Exercise directions: Please repeat all the entries. Nothing may differ.

** Entries provided follows **

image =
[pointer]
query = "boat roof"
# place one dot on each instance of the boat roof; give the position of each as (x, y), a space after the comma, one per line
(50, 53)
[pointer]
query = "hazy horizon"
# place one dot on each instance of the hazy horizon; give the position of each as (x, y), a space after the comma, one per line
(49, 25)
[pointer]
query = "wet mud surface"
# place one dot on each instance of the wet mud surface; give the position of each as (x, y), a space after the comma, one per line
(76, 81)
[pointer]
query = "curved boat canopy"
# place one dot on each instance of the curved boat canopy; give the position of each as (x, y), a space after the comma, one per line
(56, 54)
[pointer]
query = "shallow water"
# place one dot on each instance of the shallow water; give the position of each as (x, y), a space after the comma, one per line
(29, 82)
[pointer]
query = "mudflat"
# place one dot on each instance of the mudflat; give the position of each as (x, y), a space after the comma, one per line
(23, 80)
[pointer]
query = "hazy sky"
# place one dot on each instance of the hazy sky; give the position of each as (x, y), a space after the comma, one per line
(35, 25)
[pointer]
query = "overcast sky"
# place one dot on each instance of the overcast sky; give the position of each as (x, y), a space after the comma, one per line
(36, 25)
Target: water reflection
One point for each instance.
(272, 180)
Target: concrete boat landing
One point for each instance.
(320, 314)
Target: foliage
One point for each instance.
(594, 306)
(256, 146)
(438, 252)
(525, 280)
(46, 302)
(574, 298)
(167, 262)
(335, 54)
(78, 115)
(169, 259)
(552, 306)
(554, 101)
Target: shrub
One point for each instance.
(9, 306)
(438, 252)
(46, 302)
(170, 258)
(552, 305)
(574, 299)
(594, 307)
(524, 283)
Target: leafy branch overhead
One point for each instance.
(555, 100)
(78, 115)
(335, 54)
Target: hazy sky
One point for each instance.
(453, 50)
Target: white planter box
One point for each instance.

** End of Entries provided **

Answer box:
image =
[pointer]
query = "boat roof"
# place one dot on each instance of the boat roof; give the position of each as (x, y), a space after the comma, one per line
(50, 53)
[pointer]
query = "hazy horizon"
# place one dot on each instance of the hazy horizon; give the position of each as (x, y), a space after the comma, one per line
(49, 25)
[pointer]
query = "wet mud surface"
# place one dot on each instance of the wet mud surface; give the position of each as (x, y), a space after the comma, one per line
(76, 81)
[pointer]
query = "curved boat canopy"
# place one dot on each instance of the curved boat canopy; give the position of each as (x, y), a space after the comma, one per line
(56, 54)
[pointer]
query = "shallow water"
# place one dot on each instance of the shallow water; give the position of each as (x, y), a space after the comma, one per line
(29, 82)
[pointer]
query = "mudflat"
# place one dot on each instance of the mudflat; give the position of each as (x, y), a space after the comma, one per line
(23, 80)
[pointer]
query = "hazy sky"
# place one dot on each instance of the hazy sky; give the position of each as (x, y), a space after the comma, one per line
(35, 25)
[pointer]
query = "overcast sky"
# place one dot on each instance of the overcast sky; give the position of each as (x, y), a space after the comma, one per line
(36, 25)
Target: water reflection
One point for each instance.
(272, 180)
Target: concrete boat landing
One point for each instance.
(320, 314)
Target: foliage
One point for each instance.
(594, 306)
(256, 146)
(438, 252)
(525, 280)
(46, 302)
(574, 298)
(167, 262)
(335, 54)
(78, 115)
(169, 259)
(552, 306)
(554, 101)
Target: shrub
One point for each instance.
(9, 306)
(438, 252)
(46, 302)
(170, 258)
(552, 305)
(574, 299)
(594, 307)
(524, 283)
Target: leafy branch overhead
One point for each instance.
(555, 100)
(78, 115)
(335, 54)
Target: hazy sky
One point for each instance.
(453, 50)
Target: white planter box
One point for each instance.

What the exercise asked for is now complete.